Please quote word for word the part of the records below that opens with the line containing "find | reflective stripe on vest" and closes with the line containing "column 800, row 314", including both of those lines.

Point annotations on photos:
##########
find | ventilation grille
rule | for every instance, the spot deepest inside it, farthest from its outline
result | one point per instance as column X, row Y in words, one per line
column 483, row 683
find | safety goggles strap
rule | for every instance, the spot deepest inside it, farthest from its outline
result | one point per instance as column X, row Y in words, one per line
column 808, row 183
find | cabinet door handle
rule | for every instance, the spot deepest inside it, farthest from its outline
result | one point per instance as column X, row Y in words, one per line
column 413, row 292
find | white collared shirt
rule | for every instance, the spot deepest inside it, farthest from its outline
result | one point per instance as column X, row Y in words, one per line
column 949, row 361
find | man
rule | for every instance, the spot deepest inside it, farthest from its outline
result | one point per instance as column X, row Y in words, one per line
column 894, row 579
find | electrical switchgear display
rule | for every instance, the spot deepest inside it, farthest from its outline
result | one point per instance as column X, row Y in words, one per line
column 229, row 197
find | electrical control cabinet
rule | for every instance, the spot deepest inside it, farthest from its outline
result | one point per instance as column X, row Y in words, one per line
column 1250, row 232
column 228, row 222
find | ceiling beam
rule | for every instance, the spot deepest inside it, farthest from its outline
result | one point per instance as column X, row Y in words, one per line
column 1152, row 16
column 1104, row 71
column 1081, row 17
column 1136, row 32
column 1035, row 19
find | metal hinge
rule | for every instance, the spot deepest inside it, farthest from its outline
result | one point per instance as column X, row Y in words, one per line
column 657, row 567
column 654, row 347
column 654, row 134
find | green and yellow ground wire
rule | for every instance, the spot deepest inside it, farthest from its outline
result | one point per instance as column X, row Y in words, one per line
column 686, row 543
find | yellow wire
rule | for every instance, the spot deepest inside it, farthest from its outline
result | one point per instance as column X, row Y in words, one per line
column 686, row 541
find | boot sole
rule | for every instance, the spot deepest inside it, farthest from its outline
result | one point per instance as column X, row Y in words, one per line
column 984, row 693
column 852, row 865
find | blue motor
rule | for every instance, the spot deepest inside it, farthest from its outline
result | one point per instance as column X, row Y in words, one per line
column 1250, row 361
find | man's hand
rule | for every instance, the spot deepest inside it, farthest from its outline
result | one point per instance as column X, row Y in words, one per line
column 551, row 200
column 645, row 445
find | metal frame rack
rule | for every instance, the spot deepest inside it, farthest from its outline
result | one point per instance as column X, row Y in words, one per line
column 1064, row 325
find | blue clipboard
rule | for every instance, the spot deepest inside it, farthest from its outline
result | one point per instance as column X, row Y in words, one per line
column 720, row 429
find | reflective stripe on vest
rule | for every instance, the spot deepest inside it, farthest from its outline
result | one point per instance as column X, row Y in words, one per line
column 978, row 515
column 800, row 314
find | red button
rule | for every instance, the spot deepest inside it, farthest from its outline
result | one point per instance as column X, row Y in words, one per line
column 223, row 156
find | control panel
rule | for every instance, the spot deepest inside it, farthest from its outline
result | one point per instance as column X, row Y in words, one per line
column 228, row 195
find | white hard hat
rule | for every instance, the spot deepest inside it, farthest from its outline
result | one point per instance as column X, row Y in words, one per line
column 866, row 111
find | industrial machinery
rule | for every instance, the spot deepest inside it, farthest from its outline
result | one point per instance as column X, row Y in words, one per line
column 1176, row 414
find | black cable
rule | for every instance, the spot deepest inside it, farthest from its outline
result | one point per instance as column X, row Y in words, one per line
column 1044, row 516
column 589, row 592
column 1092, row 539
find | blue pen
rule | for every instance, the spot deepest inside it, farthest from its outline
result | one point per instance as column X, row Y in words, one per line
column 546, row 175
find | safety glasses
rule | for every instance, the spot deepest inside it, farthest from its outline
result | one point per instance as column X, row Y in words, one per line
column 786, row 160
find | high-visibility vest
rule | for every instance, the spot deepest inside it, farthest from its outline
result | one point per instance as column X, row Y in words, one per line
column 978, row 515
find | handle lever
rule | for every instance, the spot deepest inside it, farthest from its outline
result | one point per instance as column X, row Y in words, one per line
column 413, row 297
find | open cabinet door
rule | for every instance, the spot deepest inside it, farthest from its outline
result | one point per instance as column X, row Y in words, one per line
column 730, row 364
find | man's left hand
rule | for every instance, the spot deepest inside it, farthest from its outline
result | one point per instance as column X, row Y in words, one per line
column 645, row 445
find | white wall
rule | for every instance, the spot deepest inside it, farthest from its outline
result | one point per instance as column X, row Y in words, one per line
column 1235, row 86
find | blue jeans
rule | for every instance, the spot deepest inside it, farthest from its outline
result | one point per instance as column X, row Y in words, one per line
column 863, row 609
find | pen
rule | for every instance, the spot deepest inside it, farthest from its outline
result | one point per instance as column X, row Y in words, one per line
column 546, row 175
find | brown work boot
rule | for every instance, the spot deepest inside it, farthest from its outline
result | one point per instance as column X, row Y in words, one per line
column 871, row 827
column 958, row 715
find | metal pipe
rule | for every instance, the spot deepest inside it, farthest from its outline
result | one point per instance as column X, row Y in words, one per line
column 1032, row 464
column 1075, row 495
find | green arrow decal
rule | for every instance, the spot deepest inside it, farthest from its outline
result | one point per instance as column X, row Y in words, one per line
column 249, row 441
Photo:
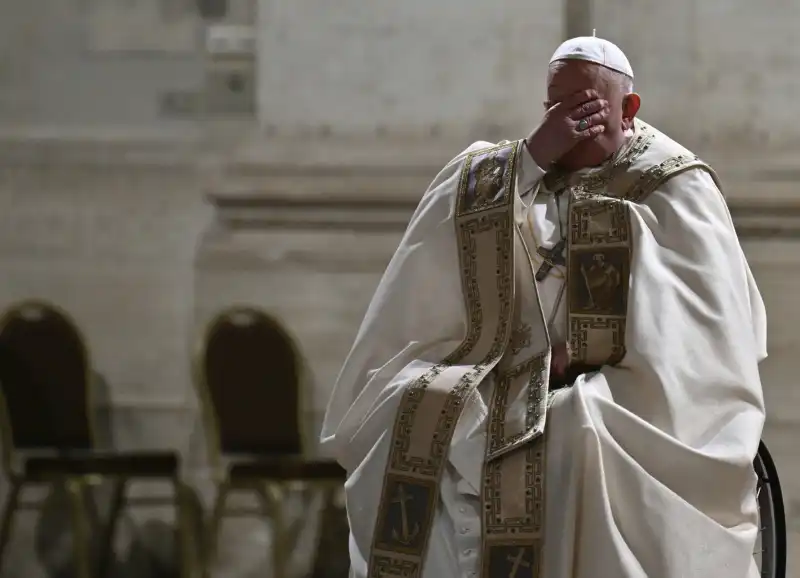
##########
▶ [RESULT OF THIS EXERCISE]
find | reflective stripe on vest
rule | for every instance, the spot deepest inside it, farthest from its outline
result | one point per instance as column X, row Y in words, one per line
column 978, row 515
column 800, row 314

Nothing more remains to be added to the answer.